ĆWICZENIA ::
**A)** Przepisz dokładnie fragment tekstu o rozrodzie wspomaganym. Zacznij od słów „Duńczycy przejrzeli czasopiśmiennictwo”, a zakończ po słowach „wykorzystując podejście meta-analityczne.”.
**B)** Oceń, czy poniższe stwierdzenia zgadzają się z tekstem o rozrodzie wspomaganym. Przy każdym odpowiedz „tak” lub „nie” i przytocz dosłownie rozstrzygające słowa tekstu.
(i) Przegląd objął prace opublikowane do września 2012 r.
(ii) Dla białaczki wskaźnik ryzyka względnego wyniósł 4.04.
(iii) Lekarze potrafią już stwierdzić, że sama procedura jest czynnikiem predysponującym do nowotworów u dzieci.
**C)** Według tekstu o rozrodzie wspomaganym naukowcy z jakiej instytucji dokonali przeglądu doniesień naukowych?

FRAGMENT TEKSTU ::

Potomstwo rodziców, którzy mieli problem z płodnością i poddawali się różnym formom zapłodnienia pozaustrojowego, ma poważne kłopoty ze zdrowiem. Naukowcy z Centrum Badawczego Duńskiego Towarzystwa Onkologicznego dokonali przeglądu doniesień naukowych na temat związku między rozrodem wspomaganym medycznie a ryzykiem zachorowania dzieci na nowotwory złośliwe.
Duńczycy przejrzeli czasopiśmiennictwo medyczne, uwzględniając prace opublikowane do września 2012 r. Przedstawione w artykułach szacunki, dla każdego typu nowotworu przeliczono na wskaźniki zbiorczego ryzyka względnego (RR), przy 95 proc. przedziale ufności (CI), wykorzystując podejście meta-analityczne.
Okazało się, że dzieci urodzone dzięki technikom rozrodu wspomaganego zagrożone są znacznie większym ryzykiem rozwoju choroby nowotworowej niż dzieci poczęte naturalnie.
Lekarze najczęściej diagnozują nowotwory hematologiczne (RR=1.59), nowotwory ośrodkowego układu nerwowego (RR=1.88) oraz inne nowotwory lite (RR=2.19).
W odniesieniu do określonych typów raka, dzieci najczęściej narażone są na zachorowanie na nerwiaka płodowego (RR=4.04), białaczkę (RR=1.65) i siatkówczaka (RR=1.62).
W konkluzji autorzy przeglądu napisali, że wyniki metaanalizy jednoznacznie wskazują na związek między zastosowaniem procedur rozrodu wspomaganego a chorobami nowotworowymi u potomstwa. Jednak lekarze wciąż jeszcze nie są w stanie podać, czy sama tylko procedura jest czynnikiem predysponującym do wystąpienia nowotworów u dzieci. Być może w grę wchodzą również czynniki powodujące niepłodność u rodziców.
Materiał źródłowy:
M. Hargreave, A. Jensen, A. Toender i in., “Fertility treatment and childhood cancer risk: a systematic meta-analysis”, w: “Fertility and Sterility”, Volume 100, Issue 1, Pages 150-161, July 2013.

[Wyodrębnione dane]

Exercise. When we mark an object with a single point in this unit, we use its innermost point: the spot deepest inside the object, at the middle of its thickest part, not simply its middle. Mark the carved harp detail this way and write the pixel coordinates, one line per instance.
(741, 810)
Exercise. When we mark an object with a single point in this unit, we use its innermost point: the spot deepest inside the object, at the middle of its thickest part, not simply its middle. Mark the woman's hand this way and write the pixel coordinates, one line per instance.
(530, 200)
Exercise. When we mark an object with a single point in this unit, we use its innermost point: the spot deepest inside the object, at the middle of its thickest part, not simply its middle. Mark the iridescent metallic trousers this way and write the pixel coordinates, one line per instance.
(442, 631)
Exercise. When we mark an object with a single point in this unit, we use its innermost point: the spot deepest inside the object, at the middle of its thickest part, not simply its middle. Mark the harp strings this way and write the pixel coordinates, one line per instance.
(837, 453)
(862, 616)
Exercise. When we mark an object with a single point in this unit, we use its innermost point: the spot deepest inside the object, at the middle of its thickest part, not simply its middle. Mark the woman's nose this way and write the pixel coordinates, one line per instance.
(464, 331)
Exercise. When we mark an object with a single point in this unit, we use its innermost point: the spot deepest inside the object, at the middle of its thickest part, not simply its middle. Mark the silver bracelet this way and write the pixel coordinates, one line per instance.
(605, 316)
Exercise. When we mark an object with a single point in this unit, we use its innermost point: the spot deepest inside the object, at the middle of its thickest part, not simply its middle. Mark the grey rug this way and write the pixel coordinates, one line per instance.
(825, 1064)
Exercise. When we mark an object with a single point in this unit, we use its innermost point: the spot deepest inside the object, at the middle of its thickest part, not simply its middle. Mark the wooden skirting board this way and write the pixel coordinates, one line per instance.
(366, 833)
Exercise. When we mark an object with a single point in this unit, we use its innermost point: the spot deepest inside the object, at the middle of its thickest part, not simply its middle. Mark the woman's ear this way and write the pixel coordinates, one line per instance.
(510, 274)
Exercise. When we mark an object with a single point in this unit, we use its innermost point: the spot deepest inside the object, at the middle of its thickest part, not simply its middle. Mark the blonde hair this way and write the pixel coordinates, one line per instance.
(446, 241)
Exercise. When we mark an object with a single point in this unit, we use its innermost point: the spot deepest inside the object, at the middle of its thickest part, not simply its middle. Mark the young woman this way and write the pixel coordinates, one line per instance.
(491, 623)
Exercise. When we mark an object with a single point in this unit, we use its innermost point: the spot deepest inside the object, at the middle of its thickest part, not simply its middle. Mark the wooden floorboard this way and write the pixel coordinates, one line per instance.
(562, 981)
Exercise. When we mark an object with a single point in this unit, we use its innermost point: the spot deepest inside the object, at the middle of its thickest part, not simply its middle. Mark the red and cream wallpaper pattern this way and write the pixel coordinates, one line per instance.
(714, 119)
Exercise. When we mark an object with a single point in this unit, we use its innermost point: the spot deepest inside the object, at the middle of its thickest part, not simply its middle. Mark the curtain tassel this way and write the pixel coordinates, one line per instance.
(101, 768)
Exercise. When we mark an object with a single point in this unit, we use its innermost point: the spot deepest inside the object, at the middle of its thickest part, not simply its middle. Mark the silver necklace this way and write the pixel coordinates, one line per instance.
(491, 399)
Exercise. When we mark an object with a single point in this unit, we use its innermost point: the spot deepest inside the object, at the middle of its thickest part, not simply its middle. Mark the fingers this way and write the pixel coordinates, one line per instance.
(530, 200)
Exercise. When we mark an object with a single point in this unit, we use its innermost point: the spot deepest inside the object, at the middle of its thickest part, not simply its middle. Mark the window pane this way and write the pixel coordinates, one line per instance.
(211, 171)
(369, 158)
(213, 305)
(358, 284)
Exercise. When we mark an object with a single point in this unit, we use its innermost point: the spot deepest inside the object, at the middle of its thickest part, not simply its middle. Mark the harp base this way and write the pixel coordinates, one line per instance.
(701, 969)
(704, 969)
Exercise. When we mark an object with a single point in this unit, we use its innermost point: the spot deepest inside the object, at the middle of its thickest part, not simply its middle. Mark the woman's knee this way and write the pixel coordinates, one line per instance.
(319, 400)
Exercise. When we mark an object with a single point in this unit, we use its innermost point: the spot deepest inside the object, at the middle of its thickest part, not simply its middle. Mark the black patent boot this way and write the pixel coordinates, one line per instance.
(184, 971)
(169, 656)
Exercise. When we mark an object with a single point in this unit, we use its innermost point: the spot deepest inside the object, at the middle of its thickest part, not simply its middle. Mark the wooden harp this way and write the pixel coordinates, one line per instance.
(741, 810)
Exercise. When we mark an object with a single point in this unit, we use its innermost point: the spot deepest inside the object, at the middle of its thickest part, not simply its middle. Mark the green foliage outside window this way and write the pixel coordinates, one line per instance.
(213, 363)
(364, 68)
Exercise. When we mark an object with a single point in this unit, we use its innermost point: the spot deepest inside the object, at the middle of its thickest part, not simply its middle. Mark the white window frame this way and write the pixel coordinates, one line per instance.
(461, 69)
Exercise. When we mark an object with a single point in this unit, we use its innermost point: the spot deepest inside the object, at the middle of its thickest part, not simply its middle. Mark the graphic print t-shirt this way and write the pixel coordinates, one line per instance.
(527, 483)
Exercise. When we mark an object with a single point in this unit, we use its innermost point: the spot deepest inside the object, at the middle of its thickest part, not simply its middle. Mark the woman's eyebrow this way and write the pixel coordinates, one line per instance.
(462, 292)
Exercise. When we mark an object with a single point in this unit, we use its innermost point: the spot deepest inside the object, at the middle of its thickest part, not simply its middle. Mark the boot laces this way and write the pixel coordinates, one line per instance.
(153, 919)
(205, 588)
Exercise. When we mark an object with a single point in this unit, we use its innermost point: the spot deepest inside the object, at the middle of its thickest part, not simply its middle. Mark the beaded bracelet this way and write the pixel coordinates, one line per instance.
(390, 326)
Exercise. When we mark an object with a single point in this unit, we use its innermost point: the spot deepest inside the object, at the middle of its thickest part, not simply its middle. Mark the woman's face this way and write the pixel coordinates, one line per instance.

ODPOWIEDZI PO KOLEI ::
**A)**
Duńczycy przejrzeli czasopiśmiennictwo medyczne, uwzględniając prace opublikowane do września 2012 r. Przedstawione w artykułach szacunki, dla każdego typu nowotworu przeliczono na wskaźniki zbiorczego ryzyka względnego (RR), przy 95 proc. przedziale ufności (CI), wykorzystując podejście meta-analityczne.

**B)**
(i) Tak: „uwzględniając prace opublikowane do września 2012 r.”
(ii) Nie: „białaczkę (RR=1.65)”
(iii) Nie: „lekarze wciąż jeszcze nie są w stanie podać, czy sama tylko procedura jest czynnikiem predysponującym do wystąpienia nowotworów u dzieci”

**C)** Z Centrum Badawczego Duńskiego Towarzystwa Onkologicznego.